-- start --

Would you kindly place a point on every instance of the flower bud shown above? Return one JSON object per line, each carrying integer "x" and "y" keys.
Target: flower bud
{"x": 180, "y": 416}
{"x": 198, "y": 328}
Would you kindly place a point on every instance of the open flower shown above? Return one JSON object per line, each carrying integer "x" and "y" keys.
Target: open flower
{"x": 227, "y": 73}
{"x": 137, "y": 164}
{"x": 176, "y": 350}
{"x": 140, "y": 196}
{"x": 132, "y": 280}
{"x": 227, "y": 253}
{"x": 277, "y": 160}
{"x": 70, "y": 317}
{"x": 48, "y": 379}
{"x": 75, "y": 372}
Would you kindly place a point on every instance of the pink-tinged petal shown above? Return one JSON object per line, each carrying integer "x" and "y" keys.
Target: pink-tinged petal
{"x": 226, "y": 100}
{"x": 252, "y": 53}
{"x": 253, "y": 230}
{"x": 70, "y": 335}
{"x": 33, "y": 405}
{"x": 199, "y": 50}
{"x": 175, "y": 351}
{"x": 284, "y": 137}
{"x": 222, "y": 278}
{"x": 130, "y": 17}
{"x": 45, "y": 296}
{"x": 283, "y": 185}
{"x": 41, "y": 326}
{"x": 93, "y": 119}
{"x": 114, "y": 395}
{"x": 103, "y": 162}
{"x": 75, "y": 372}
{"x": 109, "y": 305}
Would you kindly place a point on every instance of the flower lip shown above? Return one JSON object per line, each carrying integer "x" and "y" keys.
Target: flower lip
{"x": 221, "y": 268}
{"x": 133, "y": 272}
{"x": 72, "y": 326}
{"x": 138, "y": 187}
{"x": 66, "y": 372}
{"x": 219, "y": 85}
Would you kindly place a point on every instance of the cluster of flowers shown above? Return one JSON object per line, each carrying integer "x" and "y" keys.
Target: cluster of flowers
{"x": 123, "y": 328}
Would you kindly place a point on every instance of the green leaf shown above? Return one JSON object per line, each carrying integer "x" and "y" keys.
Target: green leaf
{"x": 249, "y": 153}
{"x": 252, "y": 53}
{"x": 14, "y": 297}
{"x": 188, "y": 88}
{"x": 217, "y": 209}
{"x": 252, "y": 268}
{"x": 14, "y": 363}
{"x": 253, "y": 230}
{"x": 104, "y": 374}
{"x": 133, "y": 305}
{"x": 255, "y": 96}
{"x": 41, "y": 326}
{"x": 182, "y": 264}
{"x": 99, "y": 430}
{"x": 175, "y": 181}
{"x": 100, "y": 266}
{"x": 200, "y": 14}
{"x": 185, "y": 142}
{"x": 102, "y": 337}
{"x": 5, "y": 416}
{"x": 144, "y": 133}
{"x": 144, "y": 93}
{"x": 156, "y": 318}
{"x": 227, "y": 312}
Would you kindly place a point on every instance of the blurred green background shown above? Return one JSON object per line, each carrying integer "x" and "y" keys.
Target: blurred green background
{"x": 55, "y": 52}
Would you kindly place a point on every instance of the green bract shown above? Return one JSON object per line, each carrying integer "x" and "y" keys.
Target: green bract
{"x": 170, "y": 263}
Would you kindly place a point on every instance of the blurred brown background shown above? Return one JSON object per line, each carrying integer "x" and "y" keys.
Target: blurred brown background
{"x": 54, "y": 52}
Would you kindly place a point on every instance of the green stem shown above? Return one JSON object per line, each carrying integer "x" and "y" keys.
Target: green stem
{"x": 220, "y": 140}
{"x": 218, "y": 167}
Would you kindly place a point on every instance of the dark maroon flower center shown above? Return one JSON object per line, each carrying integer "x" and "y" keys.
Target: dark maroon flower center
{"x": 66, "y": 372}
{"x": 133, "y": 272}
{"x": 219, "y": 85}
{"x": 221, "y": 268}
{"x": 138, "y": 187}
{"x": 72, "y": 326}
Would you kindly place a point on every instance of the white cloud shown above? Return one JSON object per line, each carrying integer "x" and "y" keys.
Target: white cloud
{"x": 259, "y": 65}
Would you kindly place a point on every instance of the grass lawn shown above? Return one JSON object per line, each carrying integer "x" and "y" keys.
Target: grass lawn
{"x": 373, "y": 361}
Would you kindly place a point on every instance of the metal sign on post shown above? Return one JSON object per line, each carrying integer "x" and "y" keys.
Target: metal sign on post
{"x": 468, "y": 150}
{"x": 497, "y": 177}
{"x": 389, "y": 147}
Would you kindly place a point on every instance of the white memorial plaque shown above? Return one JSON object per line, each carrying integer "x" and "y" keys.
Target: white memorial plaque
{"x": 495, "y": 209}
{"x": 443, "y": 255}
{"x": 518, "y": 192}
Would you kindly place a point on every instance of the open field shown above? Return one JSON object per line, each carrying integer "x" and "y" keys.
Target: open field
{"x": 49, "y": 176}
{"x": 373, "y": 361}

-- end --

## Set problem
Reproduce all of the records above word for word, keeping every line unchanged and in its original order.

## Correct result
Would you kindly place a point on every instance of the flower bud shown above? Return one JSON object per line, each carrying integer "x" and "y" keys.
Target: flower bud
{"x": 180, "y": 416}
{"x": 198, "y": 328}
Would you kindly place a point on every instance of the open flower shown above? Return one JSON object per line, each carrying integer "x" and "y" keys.
Target: open flower
{"x": 227, "y": 73}
{"x": 137, "y": 164}
{"x": 176, "y": 350}
{"x": 140, "y": 196}
{"x": 132, "y": 280}
{"x": 227, "y": 253}
{"x": 277, "y": 160}
{"x": 70, "y": 317}
{"x": 48, "y": 379}
{"x": 75, "y": 372}
Would you kindly place a point on every instance of the pink-tinged petal shown above? Return one JSON object per line, each carrying integer "x" and "y" keys.
Target: pink-tinged petal
{"x": 226, "y": 100}
{"x": 252, "y": 53}
{"x": 253, "y": 230}
{"x": 70, "y": 335}
{"x": 33, "y": 405}
{"x": 199, "y": 50}
{"x": 175, "y": 351}
{"x": 284, "y": 137}
{"x": 222, "y": 278}
{"x": 130, "y": 17}
{"x": 45, "y": 296}
{"x": 283, "y": 185}
{"x": 41, "y": 326}
{"x": 93, "y": 119}
{"x": 114, "y": 395}
{"x": 103, "y": 162}
{"x": 75, "y": 372}
{"x": 109, "y": 305}
Would you kindly place a point on every instance of the flower lip shown above? Return one JSON object per line, each carrying integer "x" and "y" keys.
Target: flower lip
{"x": 221, "y": 268}
{"x": 133, "y": 272}
{"x": 72, "y": 326}
{"x": 138, "y": 187}
{"x": 66, "y": 372}
{"x": 219, "y": 85}
Would you kindly place a point on every instance of the cluster of flowers shown above? Return one JSON object per line, each carrying integer "x" and "y" keys.
Target: cluster of flowers
{"x": 123, "y": 328}
Would you kindly place a point on every instance of the green leaf shown above? Return one JSON object per line, each carrying integer "x" and "y" keys.
Target: green leaf
{"x": 249, "y": 153}
{"x": 252, "y": 53}
{"x": 14, "y": 297}
{"x": 188, "y": 88}
{"x": 217, "y": 209}
{"x": 252, "y": 268}
{"x": 14, "y": 363}
{"x": 253, "y": 230}
{"x": 104, "y": 374}
{"x": 133, "y": 305}
{"x": 255, "y": 96}
{"x": 41, "y": 326}
{"x": 182, "y": 264}
{"x": 99, "y": 430}
{"x": 175, "y": 181}
{"x": 100, "y": 266}
{"x": 200, "y": 14}
{"x": 185, "y": 142}
{"x": 102, "y": 337}
{"x": 5, "y": 416}
{"x": 144, "y": 133}
{"x": 144, "y": 93}
{"x": 156, "y": 318}
{"x": 227, "y": 312}
Would you kindly place a point on every instance of the blurred green background shown above? Return one JSON object per line, each carrying integer "x" and "y" keys.
Target: blurred green background
{"x": 55, "y": 52}
Would you kindly place a point on every instance of the green bract shown above? Return one JSON object per line, each carrying integer "x" and "y" keys.
Target: green bract
{"x": 170, "y": 263}
Would you kindly place a point on every instance of the blurred brown background shown above? Return one JSON object per line, each carrying integer "x" and "y" keys.
Target: blurred brown background
{"x": 54, "y": 52}
Would you kindly place a point on every instance of the green stem shown above? Return one JSON object per line, each carrying integer "x" and "y" keys.
Target: green stem
{"x": 220, "y": 140}
{"x": 218, "y": 167}
Would you kindly place a point on every instance of the dark maroon flower center shown above? Return one JSON object per line, each carrying integer "x" and "y" keys.
Target: dark maroon flower center
{"x": 66, "y": 372}
{"x": 133, "y": 272}
{"x": 219, "y": 85}
{"x": 221, "y": 268}
{"x": 138, "y": 187}
{"x": 72, "y": 326}
Would you kindly place a point on every instance of the white cloud shown above? Return one JSON object per line, each carrying integer "x" and "y" keys.
Target: white cloud
{"x": 259, "y": 65}
Would you kindly place a point on every instance of the grass lawn shown above? Return one JSON object per line, each carrying integer "x" and "y" keys.
Target: grass lawn
{"x": 373, "y": 361}
Would you kindly place a point on every instance of the metal sign on post shown above? Return one JSON object per line, each carrying integer "x" and "y" keys.
Target: metal sign on post
{"x": 468, "y": 150}
{"x": 497, "y": 177}
{"x": 389, "y": 147}
Would you kindly place a point on every instance of the white memorial plaque shown above? Return one JSON object per line, each carrying integer "x" and "y" keys.
Target: white memorial plaque
{"x": 495, "y": 209}
{"x": 443, "y": 255}
{"x": 518, "y": 192}
Would you kindly place a point on every instance of the open field shown above? Return one JSON object per line, each carrying integer "x" and "y" keys.
Target: open field
{"x": 49, "y": 176}
{"x": 373, "y": 361}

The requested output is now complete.